Tarea escrita 1:
Localiza en los registros cada línea que contenga la cadena "auto" y cópiala tal cual. Se distinguen mayúsculas de minúsculas.

22 de diciembre de 2013

ANTÍFONAS DE LA O / 22 de diciembre

OH REY de las naciones,
y deseado de los pueblos,
piedra angular de la Iglesia,
que haces de dos pueblos uno solo.
VEN y salva al hombre que
formaste del barro de la tierra.

Oh Rey, deseado de los pueblos, que haces de dos pueblos uno sólo. VEN, porque estamos inmersos en el barro de la división, del enfrentamiento y de la violencia; sentimos la angustia del abandono. ¡VEN!

Tus manos me formaron, ellas modelaron
todo mi contorno, y ¿ahora me aniquilas?
Recuerda que me hiciste de barro,
y ¿me vas a devolver al polvo?
(Job 10,8-9)

Extractos de registros:
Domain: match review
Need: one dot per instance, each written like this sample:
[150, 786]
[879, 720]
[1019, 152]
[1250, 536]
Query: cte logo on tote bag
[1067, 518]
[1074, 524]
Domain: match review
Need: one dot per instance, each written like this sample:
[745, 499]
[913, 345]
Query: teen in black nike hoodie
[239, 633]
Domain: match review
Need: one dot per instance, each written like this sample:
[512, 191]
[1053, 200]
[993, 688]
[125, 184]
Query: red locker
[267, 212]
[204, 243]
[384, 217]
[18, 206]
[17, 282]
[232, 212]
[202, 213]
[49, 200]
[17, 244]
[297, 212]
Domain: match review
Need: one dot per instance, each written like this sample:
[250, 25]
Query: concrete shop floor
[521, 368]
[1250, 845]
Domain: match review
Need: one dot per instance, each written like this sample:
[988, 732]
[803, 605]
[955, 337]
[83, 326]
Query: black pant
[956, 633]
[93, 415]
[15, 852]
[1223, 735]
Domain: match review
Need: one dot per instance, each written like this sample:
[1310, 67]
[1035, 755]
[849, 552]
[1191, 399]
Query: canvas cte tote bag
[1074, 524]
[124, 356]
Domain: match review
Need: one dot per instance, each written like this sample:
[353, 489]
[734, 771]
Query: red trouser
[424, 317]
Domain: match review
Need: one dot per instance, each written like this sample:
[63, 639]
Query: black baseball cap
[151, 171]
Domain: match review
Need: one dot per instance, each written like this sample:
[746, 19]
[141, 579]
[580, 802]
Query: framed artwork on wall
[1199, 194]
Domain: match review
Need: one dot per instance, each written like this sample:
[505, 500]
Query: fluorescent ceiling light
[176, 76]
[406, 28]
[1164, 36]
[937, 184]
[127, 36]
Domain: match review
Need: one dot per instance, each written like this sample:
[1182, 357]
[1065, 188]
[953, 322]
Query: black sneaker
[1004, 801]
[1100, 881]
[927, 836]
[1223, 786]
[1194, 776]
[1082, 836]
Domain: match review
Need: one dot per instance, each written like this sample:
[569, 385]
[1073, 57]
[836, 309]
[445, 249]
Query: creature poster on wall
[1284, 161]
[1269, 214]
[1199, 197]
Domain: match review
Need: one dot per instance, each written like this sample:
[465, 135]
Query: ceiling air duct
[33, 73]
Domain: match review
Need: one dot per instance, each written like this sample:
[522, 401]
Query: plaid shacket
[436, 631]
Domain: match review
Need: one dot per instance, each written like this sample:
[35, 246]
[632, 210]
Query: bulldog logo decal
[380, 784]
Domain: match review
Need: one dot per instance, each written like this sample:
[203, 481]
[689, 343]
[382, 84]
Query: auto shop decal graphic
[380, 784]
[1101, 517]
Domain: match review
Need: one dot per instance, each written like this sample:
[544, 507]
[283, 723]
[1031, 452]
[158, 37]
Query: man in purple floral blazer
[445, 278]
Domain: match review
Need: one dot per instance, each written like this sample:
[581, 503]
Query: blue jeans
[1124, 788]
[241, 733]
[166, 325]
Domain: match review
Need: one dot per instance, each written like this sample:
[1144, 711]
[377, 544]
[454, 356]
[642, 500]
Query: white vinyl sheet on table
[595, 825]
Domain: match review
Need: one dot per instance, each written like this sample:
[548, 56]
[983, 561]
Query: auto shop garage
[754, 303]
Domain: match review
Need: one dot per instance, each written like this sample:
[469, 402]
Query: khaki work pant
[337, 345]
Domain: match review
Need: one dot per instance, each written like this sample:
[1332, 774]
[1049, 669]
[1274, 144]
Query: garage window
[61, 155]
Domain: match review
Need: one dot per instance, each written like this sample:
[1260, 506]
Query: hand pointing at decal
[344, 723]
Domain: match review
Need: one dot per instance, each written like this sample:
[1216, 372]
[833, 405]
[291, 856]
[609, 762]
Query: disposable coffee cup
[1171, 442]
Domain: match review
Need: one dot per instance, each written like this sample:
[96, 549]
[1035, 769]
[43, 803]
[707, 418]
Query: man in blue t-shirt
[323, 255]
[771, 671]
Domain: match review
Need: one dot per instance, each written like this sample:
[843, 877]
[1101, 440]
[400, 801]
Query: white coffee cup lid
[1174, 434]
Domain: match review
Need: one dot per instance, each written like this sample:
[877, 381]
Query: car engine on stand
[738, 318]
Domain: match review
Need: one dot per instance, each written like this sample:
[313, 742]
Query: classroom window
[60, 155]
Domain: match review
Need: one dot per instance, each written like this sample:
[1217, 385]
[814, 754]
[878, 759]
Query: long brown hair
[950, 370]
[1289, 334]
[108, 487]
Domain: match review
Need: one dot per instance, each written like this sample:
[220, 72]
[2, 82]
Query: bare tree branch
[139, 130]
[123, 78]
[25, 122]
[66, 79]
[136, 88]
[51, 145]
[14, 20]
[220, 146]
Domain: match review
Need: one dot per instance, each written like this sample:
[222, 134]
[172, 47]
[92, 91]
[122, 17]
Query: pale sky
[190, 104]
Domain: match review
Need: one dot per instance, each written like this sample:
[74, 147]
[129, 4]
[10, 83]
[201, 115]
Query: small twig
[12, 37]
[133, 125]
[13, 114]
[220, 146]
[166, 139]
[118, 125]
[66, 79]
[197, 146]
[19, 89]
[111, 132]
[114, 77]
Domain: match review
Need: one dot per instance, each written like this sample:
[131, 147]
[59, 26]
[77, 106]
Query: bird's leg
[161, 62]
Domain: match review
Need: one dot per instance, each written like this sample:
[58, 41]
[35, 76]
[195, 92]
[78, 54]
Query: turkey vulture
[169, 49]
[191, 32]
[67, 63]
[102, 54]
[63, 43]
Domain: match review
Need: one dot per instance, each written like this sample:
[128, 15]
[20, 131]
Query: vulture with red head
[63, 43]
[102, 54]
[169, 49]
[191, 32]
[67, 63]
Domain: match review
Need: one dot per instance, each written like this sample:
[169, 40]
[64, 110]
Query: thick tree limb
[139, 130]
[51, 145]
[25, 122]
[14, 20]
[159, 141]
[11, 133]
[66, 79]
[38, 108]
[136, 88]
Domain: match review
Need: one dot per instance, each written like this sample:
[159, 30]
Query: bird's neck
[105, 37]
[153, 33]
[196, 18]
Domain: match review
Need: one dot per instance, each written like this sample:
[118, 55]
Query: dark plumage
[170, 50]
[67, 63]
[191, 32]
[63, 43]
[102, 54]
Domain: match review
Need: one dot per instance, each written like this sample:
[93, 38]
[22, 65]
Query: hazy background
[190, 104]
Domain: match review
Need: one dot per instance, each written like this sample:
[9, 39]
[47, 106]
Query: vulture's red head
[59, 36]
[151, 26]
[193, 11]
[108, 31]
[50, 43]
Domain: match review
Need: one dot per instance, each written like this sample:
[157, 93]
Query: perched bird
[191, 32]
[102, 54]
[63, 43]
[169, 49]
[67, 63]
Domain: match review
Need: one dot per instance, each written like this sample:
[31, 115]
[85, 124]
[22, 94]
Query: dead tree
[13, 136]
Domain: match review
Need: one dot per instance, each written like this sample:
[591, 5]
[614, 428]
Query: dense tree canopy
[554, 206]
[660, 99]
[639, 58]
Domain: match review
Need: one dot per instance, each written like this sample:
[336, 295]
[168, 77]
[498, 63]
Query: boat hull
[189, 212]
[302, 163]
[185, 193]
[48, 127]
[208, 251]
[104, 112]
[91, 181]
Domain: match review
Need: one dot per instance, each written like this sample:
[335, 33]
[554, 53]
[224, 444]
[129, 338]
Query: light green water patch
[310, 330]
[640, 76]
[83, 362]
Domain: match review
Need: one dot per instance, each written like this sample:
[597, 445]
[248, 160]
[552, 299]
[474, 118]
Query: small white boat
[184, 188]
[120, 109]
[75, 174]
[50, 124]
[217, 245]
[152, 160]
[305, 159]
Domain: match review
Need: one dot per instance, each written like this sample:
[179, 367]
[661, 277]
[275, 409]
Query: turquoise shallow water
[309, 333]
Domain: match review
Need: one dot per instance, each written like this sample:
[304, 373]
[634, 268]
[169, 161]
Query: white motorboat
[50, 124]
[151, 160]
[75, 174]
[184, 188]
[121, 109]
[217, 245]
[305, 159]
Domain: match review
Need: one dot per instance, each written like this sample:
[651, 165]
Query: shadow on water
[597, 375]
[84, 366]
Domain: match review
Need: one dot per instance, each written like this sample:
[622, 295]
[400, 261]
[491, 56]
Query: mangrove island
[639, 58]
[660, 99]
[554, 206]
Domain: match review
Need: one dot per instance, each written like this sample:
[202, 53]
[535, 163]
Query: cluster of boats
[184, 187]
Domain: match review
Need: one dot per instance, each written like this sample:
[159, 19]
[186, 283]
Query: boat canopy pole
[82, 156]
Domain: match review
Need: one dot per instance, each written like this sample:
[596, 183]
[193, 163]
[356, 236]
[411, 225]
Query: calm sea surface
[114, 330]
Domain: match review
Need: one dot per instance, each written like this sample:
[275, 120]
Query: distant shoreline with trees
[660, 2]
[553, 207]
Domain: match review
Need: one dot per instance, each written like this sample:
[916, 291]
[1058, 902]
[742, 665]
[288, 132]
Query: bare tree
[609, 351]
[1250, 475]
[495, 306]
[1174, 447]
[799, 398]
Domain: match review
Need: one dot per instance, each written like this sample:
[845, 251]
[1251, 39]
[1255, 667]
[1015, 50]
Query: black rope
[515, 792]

Tarea escrita 2:
Responde con base en el fragmento sobre la antífona del 22 de diciembre:
(a) ¿Qué fecha aparece en la primera línea?
(b) ¿A quién se pide al Rey que venga a salvar?
(c) ¿Qué cita bíblica se indica al final?

Respuesta 1:
Query: auto shop decal graphic
Query: auto shop garage

Respuesta 2:
(a) 22 de diciembre de 2013.
(b) Al hombre que formó del barro de la tierra.
(c) Job 10,8-9.